» **WHAT YOU NEED TO DO**
Output verbatim the line with "target | green painted railing" together with every line beneath it, ending at the last line of the entries.

» **DATA**

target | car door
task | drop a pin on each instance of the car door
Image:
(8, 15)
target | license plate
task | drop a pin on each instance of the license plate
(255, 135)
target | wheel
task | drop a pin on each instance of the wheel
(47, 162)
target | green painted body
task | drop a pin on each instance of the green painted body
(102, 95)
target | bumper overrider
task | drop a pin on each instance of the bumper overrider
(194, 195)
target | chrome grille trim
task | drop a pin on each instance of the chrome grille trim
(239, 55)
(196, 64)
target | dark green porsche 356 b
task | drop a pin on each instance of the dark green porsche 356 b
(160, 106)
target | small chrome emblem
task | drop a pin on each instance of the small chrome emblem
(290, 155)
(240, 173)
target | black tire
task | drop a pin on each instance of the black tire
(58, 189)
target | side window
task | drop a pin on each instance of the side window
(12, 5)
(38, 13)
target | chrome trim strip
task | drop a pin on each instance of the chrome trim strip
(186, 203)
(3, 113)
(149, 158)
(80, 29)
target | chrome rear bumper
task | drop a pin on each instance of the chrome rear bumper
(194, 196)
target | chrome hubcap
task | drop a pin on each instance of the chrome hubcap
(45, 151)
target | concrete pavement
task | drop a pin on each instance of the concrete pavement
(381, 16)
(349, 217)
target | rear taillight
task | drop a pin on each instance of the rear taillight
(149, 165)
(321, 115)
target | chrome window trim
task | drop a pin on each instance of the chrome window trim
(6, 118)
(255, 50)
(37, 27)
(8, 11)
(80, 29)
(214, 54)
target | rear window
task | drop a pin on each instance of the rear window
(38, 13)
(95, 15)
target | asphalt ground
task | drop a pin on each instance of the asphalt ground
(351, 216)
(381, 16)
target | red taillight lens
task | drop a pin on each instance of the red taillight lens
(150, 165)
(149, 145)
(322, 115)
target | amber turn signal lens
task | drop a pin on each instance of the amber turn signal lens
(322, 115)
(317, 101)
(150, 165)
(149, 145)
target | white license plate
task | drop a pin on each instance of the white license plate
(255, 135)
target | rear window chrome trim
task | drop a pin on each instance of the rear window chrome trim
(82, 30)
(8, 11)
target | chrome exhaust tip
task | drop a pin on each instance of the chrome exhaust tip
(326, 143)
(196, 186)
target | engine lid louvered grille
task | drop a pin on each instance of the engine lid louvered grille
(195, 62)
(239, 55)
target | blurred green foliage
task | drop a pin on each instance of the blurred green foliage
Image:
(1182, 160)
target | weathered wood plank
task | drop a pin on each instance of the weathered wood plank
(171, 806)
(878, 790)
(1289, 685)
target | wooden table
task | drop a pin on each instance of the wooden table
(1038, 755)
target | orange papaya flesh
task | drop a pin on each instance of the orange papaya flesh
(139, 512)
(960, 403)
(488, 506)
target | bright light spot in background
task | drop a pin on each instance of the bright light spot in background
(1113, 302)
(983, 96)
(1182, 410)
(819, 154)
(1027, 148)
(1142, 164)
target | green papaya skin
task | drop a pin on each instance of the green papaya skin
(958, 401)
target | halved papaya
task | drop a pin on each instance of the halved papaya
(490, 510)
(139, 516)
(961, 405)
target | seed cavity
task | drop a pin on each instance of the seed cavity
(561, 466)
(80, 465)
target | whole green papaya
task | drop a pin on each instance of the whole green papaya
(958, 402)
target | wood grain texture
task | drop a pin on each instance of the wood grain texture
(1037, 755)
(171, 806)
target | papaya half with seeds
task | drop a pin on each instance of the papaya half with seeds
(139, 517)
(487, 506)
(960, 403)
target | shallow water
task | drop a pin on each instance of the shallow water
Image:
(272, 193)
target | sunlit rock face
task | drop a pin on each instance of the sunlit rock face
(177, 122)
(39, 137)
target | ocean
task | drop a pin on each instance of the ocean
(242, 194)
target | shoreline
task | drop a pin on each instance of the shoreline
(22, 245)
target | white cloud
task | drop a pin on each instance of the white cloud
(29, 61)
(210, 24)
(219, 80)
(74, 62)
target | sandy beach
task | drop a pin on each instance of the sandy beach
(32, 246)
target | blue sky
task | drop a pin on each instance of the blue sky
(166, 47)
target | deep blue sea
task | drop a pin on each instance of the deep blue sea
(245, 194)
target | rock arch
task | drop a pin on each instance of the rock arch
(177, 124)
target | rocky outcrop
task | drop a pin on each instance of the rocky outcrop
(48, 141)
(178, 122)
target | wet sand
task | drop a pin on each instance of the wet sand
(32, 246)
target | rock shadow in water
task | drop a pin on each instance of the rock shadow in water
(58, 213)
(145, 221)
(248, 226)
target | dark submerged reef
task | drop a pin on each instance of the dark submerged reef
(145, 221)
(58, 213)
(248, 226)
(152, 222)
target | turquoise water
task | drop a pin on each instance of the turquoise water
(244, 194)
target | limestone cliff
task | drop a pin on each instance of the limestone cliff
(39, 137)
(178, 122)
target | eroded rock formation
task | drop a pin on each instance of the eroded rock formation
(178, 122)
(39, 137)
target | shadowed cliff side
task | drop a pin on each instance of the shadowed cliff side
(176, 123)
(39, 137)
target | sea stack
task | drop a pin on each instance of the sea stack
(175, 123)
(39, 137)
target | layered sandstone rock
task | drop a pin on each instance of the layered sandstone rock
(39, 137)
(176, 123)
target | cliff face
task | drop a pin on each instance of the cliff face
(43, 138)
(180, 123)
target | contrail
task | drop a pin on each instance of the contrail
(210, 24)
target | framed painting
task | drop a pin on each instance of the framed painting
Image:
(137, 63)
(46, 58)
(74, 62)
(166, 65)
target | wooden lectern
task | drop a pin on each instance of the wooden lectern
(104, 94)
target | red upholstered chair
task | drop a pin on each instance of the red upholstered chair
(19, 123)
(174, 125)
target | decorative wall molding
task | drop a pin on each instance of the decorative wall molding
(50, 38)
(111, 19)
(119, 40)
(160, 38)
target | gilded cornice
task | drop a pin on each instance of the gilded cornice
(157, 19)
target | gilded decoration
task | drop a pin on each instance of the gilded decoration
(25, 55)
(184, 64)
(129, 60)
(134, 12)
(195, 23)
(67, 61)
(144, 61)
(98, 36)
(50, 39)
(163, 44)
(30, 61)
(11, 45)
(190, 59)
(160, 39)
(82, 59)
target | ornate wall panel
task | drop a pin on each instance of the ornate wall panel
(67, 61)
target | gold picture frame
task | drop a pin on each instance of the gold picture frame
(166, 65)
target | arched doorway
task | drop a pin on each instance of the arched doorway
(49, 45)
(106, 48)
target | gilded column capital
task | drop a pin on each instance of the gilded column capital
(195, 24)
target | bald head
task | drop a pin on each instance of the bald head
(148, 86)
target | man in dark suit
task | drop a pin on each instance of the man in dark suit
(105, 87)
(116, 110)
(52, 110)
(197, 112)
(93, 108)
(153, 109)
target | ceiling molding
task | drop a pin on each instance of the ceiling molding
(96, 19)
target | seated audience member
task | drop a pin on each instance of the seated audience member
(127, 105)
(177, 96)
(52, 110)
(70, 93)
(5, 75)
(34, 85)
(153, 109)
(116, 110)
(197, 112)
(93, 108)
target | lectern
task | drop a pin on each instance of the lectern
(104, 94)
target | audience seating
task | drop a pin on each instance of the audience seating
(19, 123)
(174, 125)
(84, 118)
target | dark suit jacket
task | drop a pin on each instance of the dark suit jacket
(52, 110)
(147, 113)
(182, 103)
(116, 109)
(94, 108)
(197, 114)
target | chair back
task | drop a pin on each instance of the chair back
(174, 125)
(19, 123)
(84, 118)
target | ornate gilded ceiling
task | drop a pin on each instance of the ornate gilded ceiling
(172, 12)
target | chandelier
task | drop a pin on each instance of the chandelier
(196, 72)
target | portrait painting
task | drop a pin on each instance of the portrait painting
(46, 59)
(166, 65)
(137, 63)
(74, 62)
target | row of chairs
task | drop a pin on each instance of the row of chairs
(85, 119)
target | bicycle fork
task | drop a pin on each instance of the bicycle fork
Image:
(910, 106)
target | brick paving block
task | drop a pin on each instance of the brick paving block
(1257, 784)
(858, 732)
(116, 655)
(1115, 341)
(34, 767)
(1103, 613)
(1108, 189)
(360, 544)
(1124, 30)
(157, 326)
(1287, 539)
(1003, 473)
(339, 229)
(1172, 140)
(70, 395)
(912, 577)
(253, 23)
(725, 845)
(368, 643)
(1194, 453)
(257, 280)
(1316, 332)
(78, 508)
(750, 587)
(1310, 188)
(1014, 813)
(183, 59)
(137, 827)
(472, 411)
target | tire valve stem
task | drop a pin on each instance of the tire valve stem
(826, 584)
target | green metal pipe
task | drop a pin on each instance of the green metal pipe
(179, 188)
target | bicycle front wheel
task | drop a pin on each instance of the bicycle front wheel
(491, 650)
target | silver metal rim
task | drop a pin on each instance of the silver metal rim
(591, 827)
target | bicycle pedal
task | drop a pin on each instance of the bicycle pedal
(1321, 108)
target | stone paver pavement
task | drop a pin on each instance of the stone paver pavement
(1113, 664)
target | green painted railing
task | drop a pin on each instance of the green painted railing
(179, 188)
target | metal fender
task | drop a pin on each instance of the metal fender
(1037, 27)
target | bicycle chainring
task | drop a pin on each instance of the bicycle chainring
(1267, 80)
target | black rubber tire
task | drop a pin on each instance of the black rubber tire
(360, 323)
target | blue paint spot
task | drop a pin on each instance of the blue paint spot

» **EXERCISE OUTPUT**
target | green painted railing
task | drop a pin on each instance of the green painted railing
(179, 188)
target | metal fender
task | drop a pin on each instance of the metal fender
(1037, 27)
target | bicycle chainring
task | drop a pin on each instance of the bicycle chainring
(1267, 80)
target | black rubber tire
task | drop a pin on each instance of the black rubber tire
(360, 323)
target | blue paint spot
task | drop a pin on each instance of the blue paint spot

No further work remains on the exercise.